# Instructions for the task
Please pick out and copy every line below that contains the word "white". Case counts.
====
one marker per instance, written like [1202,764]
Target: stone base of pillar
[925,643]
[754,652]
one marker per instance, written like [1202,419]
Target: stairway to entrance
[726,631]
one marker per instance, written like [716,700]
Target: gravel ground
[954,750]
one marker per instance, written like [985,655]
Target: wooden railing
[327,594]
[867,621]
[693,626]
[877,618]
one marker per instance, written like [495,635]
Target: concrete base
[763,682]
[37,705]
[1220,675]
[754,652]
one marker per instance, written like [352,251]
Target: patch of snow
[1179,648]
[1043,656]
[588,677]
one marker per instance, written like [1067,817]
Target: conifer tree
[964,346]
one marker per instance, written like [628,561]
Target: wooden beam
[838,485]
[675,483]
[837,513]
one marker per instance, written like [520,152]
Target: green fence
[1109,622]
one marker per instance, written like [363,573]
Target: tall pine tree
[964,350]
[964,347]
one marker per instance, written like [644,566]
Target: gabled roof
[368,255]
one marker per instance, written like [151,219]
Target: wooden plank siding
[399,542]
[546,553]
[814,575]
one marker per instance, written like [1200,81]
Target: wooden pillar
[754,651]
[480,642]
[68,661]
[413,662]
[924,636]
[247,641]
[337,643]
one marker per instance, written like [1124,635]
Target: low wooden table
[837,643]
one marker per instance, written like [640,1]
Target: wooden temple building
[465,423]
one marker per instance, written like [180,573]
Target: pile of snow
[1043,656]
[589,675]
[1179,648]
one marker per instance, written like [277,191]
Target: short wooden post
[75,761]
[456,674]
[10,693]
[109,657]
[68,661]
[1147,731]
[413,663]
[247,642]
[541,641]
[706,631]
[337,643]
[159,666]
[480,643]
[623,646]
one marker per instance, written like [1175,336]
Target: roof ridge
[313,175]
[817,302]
====
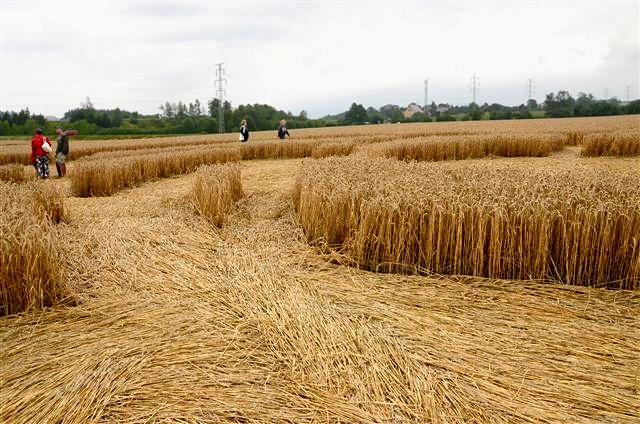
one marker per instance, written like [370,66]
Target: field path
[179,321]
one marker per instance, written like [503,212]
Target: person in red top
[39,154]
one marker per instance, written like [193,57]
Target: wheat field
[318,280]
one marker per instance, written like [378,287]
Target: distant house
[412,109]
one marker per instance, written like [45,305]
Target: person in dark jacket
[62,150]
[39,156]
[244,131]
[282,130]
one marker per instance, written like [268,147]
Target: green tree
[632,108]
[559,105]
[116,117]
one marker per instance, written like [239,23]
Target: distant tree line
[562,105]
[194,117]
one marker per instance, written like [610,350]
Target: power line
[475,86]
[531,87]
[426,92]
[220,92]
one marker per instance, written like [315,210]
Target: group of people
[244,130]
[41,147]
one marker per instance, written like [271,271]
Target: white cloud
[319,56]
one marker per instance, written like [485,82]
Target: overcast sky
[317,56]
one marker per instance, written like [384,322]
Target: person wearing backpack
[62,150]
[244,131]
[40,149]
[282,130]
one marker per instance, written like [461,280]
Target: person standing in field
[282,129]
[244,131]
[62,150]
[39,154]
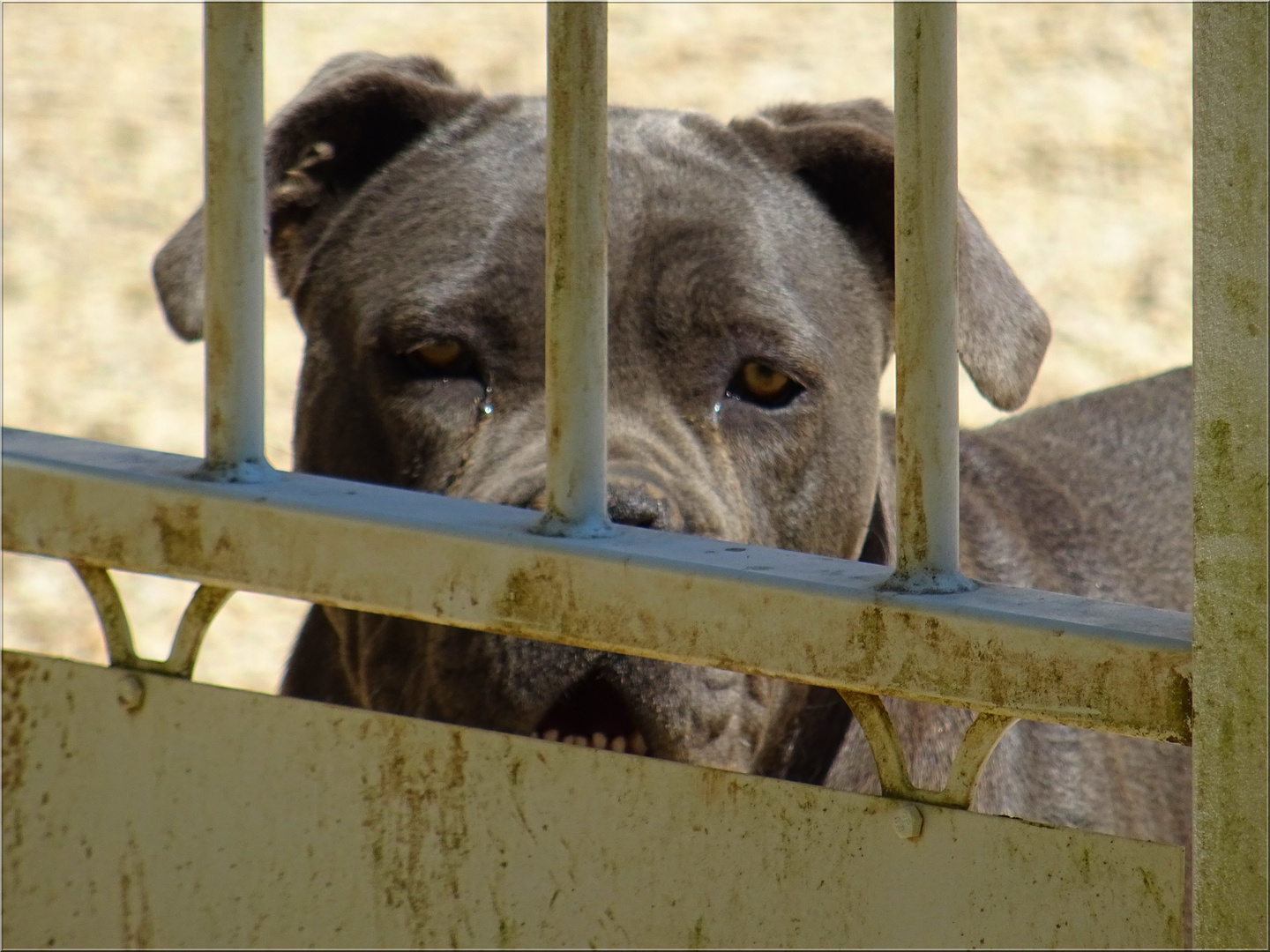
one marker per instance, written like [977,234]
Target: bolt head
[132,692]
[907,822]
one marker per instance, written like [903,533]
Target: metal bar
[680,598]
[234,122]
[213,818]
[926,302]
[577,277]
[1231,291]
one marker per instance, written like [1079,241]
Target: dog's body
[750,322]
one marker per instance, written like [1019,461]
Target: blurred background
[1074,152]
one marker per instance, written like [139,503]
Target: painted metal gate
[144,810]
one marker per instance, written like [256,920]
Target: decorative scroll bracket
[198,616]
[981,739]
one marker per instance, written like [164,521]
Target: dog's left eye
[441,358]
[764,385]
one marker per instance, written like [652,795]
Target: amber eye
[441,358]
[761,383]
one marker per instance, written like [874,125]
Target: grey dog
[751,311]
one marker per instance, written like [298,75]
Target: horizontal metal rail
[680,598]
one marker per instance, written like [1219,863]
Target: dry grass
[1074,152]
====
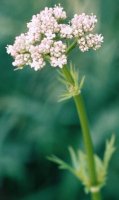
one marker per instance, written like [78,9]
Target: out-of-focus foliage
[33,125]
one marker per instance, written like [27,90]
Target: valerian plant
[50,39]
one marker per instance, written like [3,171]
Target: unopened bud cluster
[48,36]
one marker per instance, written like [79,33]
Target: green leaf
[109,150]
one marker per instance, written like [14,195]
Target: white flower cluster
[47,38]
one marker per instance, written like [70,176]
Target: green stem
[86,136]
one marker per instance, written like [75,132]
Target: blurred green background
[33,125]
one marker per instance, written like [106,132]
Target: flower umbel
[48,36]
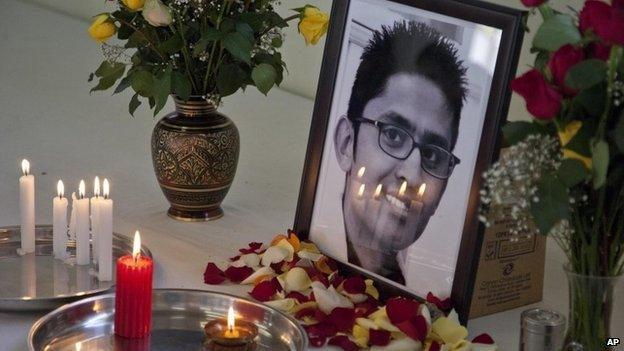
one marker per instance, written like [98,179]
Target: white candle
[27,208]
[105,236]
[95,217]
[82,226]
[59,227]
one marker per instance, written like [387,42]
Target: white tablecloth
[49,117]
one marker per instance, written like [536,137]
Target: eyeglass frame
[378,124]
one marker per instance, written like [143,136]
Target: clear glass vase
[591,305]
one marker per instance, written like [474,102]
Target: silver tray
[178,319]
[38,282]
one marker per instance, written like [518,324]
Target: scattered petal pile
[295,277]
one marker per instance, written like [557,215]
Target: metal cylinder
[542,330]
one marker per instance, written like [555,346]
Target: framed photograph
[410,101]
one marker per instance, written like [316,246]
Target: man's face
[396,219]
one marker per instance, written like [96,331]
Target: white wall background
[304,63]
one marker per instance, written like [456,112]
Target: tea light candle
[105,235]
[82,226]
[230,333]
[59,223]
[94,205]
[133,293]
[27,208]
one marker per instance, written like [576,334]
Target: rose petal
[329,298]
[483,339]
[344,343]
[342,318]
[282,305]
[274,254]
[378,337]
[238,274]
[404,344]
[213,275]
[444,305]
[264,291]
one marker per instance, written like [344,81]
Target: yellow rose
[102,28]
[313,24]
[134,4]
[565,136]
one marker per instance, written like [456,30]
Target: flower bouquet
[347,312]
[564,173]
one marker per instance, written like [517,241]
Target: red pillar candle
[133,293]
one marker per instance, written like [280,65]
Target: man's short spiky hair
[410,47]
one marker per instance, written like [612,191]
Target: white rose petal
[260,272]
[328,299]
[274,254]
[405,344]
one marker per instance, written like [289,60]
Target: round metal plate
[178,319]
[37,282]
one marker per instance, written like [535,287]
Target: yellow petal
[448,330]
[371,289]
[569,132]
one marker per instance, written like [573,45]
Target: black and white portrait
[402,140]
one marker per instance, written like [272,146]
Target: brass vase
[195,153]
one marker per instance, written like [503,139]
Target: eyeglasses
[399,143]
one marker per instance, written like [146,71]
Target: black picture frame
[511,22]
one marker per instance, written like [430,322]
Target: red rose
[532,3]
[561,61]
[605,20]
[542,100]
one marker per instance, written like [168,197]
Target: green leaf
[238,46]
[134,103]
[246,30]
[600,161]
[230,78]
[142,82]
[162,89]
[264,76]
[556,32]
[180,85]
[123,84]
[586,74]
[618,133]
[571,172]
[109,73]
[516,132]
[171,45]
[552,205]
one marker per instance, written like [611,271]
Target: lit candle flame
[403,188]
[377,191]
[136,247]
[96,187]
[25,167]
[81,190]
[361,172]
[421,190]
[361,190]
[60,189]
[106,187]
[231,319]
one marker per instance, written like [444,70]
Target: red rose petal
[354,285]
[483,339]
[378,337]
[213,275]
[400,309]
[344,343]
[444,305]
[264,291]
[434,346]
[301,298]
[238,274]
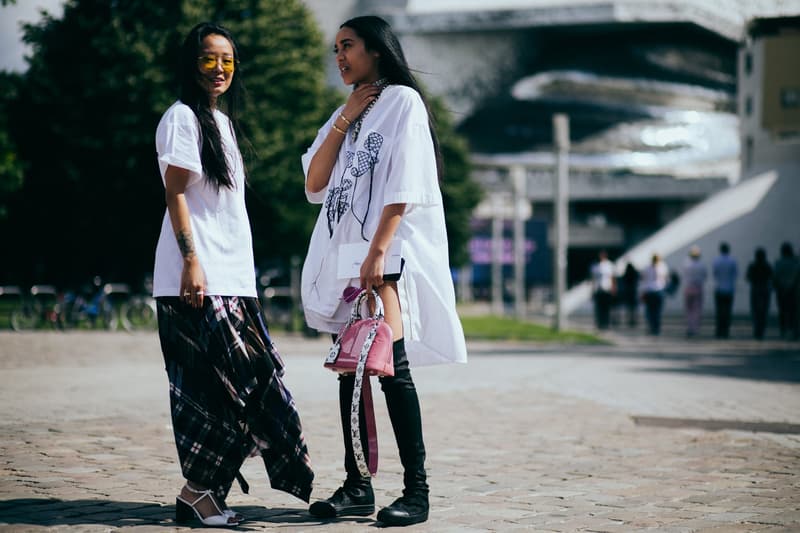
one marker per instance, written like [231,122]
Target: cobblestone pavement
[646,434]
====
# Task answer
Target: white cloud
Target: white flower cluster
Target: white candle
Target: white tablecloth
Target: white wall background
Target: white rose petal
Target: black and white portrait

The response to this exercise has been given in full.